===== Data in this exercise
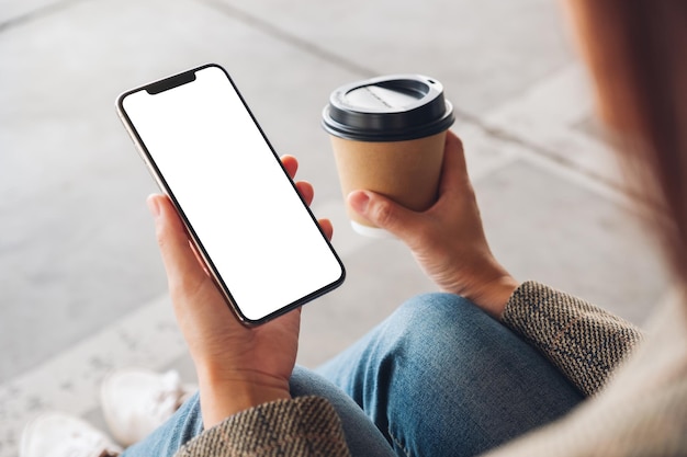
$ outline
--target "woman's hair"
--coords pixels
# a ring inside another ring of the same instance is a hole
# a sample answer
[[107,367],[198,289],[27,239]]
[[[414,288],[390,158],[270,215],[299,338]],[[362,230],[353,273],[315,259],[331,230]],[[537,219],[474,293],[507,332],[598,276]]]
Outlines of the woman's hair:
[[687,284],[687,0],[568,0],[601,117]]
==========
===== Data in this exercise
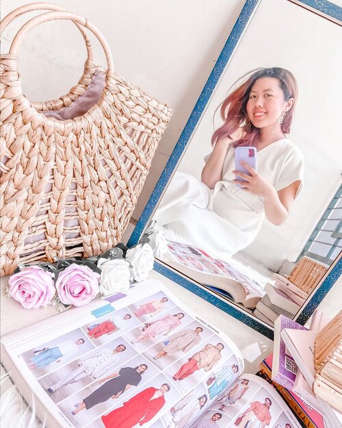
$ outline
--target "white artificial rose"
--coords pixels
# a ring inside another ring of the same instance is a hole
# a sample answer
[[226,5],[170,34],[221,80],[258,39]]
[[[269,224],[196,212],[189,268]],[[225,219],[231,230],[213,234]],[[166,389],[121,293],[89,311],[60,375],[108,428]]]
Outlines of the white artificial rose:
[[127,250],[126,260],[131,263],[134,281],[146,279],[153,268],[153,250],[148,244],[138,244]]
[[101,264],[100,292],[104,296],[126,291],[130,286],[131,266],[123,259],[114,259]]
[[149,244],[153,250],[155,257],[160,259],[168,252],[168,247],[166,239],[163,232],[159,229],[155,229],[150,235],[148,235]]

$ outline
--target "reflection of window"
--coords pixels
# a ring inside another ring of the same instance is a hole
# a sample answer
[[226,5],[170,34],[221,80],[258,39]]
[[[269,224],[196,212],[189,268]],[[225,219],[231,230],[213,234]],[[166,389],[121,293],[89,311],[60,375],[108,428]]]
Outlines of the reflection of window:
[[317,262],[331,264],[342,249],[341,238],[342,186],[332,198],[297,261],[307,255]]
==========
Instructions to follow ::
Select every line in the material above that contains the word "Outlines", and copy each of those lines in full.

The reply ::
Outlines of the woman's hair:
Outlines of the white artificial rose:
Outlines of the reflection of window:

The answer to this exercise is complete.